| WORK TO DO |
Could you copy out the records below word for word, starting at the line that contains "In the picture shown above, does any leafy" and ending at the line that contains "[691,474,917,675]", with both of those lines included and nothing else?
══ RECORDS TO USE
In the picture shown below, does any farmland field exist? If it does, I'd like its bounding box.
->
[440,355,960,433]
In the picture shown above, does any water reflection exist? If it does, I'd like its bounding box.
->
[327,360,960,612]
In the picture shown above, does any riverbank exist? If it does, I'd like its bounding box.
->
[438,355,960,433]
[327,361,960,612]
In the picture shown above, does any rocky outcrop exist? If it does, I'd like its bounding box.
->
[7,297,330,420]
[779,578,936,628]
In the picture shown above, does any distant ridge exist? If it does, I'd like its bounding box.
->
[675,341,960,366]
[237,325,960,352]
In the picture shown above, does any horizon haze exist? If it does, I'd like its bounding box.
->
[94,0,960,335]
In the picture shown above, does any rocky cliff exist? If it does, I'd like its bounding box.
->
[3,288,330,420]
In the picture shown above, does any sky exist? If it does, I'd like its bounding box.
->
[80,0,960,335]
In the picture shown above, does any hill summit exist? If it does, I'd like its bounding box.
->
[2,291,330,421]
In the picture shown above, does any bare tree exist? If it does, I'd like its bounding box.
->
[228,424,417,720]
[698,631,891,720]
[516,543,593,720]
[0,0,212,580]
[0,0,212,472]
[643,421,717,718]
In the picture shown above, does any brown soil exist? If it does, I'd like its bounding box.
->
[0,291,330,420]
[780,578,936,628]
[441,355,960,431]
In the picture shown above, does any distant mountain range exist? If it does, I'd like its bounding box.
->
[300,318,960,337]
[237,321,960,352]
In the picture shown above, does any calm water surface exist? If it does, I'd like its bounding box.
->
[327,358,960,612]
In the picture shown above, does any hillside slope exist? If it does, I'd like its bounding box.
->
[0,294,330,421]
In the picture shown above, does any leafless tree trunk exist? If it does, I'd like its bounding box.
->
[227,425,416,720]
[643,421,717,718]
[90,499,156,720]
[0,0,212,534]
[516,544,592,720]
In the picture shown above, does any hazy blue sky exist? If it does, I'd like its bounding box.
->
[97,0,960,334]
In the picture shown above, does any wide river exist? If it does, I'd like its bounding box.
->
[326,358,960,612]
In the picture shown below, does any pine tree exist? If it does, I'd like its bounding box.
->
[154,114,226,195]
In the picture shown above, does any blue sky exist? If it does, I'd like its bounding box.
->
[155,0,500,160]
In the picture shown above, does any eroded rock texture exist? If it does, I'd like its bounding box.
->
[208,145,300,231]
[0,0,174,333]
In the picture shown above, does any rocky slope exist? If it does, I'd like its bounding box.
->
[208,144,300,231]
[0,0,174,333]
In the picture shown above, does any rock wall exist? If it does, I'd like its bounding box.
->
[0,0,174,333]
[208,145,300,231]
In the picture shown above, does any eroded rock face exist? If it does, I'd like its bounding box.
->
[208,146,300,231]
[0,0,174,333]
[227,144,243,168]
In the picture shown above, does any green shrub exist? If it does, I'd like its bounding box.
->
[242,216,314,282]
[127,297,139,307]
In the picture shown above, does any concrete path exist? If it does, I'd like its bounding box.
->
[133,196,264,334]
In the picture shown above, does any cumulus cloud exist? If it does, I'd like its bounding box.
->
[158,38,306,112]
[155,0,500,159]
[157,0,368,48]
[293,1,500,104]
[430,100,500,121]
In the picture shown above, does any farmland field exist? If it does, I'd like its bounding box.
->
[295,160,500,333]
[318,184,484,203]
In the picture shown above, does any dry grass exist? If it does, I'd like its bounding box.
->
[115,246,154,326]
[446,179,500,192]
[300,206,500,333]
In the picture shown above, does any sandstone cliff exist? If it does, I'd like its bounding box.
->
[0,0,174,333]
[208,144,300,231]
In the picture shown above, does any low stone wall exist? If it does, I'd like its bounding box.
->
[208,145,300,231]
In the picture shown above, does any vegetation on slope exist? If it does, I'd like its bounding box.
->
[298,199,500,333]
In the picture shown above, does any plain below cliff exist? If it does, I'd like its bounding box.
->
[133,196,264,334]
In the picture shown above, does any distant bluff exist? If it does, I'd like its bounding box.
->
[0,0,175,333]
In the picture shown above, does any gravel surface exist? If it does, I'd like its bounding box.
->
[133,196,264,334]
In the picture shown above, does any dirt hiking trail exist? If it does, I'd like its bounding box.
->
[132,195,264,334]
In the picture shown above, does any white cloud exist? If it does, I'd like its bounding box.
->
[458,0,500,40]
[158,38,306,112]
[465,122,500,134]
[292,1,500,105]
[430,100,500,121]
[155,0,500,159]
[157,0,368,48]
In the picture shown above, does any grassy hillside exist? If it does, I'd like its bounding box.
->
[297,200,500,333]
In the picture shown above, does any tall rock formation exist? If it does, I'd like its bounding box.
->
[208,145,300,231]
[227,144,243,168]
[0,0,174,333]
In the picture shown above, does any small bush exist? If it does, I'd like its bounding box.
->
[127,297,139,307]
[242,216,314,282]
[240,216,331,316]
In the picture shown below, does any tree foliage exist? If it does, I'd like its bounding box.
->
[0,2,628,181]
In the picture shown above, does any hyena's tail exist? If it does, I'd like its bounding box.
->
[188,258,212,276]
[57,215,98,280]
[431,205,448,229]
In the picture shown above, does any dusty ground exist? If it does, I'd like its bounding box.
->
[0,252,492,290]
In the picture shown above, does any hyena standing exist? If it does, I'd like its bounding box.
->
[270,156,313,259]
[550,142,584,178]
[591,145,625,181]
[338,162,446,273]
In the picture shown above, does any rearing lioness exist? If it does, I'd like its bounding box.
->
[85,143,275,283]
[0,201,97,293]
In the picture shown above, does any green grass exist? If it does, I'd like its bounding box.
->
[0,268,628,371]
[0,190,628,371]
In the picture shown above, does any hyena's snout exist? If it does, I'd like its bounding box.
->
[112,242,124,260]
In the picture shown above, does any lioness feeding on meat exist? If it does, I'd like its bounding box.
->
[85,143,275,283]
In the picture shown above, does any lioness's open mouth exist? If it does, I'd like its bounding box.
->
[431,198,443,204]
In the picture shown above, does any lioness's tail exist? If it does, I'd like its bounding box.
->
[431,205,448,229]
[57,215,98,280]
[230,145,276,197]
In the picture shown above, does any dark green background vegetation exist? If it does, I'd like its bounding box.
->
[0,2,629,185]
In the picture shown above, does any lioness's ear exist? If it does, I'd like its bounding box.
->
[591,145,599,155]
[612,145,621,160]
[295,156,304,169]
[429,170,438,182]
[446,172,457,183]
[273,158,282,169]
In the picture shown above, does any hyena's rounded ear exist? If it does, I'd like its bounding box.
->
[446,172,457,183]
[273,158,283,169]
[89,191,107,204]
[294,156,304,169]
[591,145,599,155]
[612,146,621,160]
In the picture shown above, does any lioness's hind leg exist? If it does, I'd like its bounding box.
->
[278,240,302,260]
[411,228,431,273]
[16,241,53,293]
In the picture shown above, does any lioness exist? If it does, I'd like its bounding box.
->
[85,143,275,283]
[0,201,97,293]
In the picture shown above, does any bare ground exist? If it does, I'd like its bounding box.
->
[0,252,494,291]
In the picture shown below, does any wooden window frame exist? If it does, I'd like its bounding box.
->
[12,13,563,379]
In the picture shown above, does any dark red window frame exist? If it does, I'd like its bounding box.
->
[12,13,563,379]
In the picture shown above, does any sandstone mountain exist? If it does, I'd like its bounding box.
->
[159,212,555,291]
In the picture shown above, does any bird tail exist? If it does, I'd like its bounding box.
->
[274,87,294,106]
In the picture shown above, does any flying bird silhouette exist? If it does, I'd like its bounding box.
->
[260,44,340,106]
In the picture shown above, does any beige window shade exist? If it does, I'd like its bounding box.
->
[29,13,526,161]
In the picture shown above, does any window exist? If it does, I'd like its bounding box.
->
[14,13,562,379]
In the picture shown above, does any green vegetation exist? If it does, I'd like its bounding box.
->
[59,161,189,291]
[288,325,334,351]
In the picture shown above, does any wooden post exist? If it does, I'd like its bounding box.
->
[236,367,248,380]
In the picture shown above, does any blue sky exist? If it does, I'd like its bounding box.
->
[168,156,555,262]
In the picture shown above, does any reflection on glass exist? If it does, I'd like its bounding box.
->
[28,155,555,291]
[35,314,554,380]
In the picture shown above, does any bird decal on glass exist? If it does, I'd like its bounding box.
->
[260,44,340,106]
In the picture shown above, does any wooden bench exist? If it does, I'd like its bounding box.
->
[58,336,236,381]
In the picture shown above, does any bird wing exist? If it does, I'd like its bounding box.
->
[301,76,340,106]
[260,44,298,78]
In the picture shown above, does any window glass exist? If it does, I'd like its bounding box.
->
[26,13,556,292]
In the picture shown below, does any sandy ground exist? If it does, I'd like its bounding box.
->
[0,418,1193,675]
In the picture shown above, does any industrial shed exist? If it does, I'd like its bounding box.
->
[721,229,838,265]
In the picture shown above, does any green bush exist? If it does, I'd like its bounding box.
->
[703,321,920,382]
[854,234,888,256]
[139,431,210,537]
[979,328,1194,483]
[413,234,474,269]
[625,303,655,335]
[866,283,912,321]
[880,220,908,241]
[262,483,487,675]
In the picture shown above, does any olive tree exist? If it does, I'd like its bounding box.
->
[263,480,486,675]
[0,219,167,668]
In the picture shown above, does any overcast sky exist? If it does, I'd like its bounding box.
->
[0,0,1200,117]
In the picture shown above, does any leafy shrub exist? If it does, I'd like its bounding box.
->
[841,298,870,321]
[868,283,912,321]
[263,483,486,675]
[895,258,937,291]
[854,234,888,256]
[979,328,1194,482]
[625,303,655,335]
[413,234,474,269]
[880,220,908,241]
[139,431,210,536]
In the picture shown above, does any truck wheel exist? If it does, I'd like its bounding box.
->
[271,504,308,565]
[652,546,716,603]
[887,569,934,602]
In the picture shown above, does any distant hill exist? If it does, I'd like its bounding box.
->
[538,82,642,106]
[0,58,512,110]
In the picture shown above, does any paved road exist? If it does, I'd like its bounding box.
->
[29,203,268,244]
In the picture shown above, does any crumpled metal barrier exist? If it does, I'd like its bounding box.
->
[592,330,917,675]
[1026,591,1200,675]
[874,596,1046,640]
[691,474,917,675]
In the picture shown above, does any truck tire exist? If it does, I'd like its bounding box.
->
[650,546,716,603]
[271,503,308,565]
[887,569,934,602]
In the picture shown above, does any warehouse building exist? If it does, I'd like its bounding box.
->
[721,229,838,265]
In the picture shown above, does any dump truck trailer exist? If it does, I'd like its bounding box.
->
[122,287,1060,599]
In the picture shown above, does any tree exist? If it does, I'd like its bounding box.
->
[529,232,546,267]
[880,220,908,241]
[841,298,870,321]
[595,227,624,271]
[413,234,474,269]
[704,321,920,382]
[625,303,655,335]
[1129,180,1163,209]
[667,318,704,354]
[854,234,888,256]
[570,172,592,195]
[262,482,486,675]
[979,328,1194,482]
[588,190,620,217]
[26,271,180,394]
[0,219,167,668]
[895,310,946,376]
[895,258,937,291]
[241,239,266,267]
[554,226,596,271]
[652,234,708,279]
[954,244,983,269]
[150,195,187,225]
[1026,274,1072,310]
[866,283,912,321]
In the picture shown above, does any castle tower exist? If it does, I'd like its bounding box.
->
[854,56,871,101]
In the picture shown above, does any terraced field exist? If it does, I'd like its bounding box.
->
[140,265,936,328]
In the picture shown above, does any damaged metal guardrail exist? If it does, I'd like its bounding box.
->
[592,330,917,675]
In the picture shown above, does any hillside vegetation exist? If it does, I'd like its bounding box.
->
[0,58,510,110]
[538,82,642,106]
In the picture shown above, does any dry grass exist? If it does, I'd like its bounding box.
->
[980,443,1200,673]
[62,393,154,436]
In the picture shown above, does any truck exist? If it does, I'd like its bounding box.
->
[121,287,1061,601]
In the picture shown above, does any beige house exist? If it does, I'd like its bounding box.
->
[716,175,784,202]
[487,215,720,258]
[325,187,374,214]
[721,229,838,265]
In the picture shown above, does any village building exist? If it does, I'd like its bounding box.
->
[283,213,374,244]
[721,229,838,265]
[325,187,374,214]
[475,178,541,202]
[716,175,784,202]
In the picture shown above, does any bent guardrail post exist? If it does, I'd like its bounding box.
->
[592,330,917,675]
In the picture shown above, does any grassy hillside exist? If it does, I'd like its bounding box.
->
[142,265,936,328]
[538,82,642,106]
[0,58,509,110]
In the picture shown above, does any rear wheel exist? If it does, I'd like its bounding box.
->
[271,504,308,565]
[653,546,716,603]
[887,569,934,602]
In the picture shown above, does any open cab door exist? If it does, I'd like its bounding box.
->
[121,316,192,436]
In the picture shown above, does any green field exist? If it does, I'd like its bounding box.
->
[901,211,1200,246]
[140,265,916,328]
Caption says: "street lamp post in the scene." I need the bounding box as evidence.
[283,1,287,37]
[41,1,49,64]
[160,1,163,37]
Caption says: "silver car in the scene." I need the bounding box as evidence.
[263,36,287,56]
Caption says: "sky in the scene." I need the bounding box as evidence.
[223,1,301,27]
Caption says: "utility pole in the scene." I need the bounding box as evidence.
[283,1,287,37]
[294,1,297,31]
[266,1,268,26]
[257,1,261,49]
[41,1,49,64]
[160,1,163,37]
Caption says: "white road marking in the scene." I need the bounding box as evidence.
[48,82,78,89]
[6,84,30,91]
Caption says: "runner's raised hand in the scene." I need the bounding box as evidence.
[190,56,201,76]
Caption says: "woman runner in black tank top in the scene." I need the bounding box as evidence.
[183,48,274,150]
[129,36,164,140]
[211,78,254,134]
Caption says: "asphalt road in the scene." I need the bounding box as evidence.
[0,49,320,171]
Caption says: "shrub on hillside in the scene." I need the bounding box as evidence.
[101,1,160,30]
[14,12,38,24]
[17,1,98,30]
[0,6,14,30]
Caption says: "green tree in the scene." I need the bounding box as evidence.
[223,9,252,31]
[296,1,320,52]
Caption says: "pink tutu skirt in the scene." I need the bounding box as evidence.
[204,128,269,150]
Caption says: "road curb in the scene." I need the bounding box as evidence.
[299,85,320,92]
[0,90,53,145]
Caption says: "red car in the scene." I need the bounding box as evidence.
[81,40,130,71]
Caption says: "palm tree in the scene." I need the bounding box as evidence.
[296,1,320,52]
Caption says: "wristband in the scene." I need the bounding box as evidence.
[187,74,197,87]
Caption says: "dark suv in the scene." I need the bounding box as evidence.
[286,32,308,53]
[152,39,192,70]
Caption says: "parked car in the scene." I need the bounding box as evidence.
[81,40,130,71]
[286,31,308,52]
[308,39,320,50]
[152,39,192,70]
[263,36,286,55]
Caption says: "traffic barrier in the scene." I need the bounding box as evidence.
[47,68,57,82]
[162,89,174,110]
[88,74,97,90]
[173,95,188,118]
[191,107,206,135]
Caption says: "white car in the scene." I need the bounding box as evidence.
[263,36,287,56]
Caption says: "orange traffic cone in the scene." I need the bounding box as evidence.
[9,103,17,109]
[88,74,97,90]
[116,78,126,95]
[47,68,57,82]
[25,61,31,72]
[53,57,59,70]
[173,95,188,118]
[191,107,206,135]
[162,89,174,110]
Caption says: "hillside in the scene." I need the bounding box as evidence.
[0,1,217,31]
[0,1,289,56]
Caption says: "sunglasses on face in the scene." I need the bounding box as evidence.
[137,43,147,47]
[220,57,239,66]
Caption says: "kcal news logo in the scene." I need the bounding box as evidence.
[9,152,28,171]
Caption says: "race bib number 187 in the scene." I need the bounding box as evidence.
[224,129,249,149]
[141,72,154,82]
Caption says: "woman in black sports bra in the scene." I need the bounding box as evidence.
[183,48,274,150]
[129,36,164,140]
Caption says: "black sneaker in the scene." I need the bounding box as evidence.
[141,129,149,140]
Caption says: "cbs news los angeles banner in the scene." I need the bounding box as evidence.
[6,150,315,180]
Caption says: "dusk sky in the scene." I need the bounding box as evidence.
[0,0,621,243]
════
| RESULT FOR THIS EXERCISE |
In the picture shown above, does any leafy shrub exist? If it does, I'd like its bounding box.
->
[841,298,870,321]
[868,283,912,321]
[263,483,486,675]
[895,258,937,291]
[854,234,888,256]
[979,328,1194,482]
[625,303,655,335]
[413,234,474,269]
[880,220,908,241]
[139,431,210,536]
In the picture shown above, does any truck wheel exist? If it does, I'd like its bounding box.
->
[271,504,308,565]
[652,546,716,603]
[887,569,934,602]
In the picture shown above, does any distant hill exist? If it does, I'd like its bounding box.
->
[538,82,642,106]
[0,58,512,110]
In the picture shown above, does any paved road exist? If it does, I'd like its bounding box.
->
[29,203,268,244]
In the picture shown above, does any crumpled metal barrier exist? If it does, I'd like its bounding box.
->
[592,330,917,675]
[1026,591,1200,675]
[874,596,1046,640]
[691,474,917,675]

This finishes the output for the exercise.